> _INSTRUCTIONS TO FOLLOW_
Only the lines from the one containing "the white square" to the end of the entries should be written out, each exactly as it stands, both ends included.

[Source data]

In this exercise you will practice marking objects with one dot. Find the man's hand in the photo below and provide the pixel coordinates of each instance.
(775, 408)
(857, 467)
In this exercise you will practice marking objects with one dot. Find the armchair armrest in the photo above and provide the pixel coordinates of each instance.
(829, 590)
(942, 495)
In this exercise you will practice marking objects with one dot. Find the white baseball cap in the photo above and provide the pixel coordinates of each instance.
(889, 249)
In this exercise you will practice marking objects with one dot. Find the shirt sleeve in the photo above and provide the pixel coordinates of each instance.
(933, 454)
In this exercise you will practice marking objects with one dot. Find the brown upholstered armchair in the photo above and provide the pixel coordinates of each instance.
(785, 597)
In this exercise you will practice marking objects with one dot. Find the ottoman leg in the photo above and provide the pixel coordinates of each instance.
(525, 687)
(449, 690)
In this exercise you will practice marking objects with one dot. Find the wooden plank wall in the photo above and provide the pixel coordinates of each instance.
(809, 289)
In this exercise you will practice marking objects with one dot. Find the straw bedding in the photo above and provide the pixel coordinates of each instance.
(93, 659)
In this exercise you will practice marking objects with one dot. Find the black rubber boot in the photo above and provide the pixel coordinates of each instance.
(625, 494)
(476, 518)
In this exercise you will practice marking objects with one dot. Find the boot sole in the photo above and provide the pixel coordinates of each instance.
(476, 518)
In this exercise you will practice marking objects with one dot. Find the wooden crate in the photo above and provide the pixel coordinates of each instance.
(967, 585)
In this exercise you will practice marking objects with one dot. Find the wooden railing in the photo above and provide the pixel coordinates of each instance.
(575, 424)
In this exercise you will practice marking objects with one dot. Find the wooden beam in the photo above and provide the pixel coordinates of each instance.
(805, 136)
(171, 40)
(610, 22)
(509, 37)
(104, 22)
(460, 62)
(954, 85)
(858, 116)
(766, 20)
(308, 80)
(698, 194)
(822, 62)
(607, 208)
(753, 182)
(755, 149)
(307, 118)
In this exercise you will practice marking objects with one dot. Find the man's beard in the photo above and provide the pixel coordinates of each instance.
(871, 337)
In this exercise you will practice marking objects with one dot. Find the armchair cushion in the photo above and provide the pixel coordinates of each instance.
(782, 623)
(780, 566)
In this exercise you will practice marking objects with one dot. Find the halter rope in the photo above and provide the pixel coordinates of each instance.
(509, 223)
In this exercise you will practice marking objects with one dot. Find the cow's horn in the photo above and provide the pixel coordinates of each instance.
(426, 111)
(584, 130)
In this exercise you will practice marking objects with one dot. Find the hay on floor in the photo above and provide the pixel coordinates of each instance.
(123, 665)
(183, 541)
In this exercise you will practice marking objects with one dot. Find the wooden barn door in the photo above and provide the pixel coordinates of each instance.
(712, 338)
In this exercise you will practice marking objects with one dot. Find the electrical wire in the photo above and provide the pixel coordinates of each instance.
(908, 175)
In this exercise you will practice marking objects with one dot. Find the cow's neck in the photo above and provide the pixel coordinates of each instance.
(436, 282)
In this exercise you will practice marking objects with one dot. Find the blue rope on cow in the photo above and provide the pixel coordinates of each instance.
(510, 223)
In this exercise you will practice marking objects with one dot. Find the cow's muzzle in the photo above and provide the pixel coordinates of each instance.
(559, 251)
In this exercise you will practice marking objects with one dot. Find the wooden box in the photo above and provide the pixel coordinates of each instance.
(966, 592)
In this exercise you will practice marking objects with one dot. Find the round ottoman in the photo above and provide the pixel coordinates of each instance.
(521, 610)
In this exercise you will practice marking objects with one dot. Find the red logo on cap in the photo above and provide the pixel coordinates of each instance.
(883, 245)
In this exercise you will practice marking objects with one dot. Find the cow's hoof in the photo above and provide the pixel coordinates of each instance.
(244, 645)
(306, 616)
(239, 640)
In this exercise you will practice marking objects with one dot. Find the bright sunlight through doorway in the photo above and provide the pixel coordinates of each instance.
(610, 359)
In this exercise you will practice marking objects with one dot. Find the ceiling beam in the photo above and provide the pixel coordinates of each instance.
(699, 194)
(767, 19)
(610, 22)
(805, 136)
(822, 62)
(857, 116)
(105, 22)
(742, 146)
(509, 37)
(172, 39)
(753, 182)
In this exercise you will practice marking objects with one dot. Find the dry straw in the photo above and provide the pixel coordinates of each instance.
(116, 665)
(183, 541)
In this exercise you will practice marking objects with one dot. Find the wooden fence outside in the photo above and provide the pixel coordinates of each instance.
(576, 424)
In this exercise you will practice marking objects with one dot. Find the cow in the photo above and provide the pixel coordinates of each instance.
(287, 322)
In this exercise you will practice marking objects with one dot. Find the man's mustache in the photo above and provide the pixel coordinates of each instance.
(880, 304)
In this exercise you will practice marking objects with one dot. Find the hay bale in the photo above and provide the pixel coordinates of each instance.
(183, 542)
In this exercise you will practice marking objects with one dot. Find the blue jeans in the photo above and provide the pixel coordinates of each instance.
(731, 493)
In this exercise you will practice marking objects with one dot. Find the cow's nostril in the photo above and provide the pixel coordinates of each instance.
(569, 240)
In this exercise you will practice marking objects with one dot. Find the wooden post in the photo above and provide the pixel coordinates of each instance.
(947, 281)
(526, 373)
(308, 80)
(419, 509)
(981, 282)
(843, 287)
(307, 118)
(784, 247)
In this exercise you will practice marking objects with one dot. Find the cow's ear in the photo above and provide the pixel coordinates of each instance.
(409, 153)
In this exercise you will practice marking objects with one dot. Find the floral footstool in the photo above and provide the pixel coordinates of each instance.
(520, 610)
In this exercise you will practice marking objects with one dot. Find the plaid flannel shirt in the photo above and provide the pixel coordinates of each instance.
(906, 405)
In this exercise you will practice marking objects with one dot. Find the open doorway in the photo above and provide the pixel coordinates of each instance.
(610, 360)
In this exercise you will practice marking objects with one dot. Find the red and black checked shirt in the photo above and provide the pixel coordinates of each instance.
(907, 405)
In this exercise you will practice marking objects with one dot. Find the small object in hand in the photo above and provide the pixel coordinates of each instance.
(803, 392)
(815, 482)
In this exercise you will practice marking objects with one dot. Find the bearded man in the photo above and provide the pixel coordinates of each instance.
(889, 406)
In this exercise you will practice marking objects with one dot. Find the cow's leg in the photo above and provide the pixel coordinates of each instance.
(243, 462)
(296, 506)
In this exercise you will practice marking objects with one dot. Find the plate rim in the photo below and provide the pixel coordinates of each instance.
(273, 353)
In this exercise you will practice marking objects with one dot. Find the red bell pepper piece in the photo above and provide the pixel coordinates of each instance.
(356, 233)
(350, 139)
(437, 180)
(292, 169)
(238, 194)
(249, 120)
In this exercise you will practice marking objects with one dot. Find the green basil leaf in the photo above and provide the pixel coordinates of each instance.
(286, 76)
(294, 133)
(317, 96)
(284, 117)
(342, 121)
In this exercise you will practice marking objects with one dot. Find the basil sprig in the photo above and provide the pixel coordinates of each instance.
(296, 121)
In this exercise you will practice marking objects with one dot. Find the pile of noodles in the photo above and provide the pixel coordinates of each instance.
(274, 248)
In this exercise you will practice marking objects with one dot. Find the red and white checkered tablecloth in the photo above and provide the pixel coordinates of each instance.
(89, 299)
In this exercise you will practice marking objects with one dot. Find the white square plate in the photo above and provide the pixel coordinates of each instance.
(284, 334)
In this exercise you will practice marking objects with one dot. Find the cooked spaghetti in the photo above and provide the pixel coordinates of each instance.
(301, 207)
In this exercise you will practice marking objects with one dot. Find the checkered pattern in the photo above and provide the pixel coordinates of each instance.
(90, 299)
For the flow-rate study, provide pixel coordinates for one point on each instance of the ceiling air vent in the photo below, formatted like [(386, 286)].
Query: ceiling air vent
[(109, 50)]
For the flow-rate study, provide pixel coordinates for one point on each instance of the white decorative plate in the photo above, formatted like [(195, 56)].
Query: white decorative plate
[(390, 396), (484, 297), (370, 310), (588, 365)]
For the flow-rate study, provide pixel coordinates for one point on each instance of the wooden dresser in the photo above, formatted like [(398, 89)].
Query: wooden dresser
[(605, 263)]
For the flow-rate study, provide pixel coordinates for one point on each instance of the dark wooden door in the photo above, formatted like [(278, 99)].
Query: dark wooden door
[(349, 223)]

> _EXERCISE RESULT_
In this exercise you will practice marking objects with one dot. Find the white square plate in the photo above and provide the pixel coordinates of each instance.
(284, 334)
In this exercise you will practice marking objects with one dot. Find the cooked spaghetti in the photo above and provide the pixel coordinates of each instance.
(301, 207)
In this exercise you will practice marking objects with one dot. Find the checkered pattern in the photo above and provide the pixel coordinates of each instance.
(90, 299)
For the flow-rate study, provide pixel coordinates for one point on each instance of the ceiling air vent in the photo below, formatted like [(386, 286)].
Query: ceiling air vent
[(109, 50)]
For the flow-rate study, provide pixel coordinates for one point on each instance of the white decorative plate in the photo above, formatted like [(195, 56)].
Query: white decorative plate
[(390, 396), (484, 297), (370, 310), (588, 365)]
For the flow-rate study, provide pixel coordinates for one point on each instance of the wooden dresser in the photo above, formatted like [(398, 89)].
Query: wooden dresser
[(605, 263)]
For the flow-rate study, provide pixel coordinates for one point on each instance of the dark wooden door in the photo above, formatted like [(278, 99)].
Query: dark wooden door
[(349, 223)]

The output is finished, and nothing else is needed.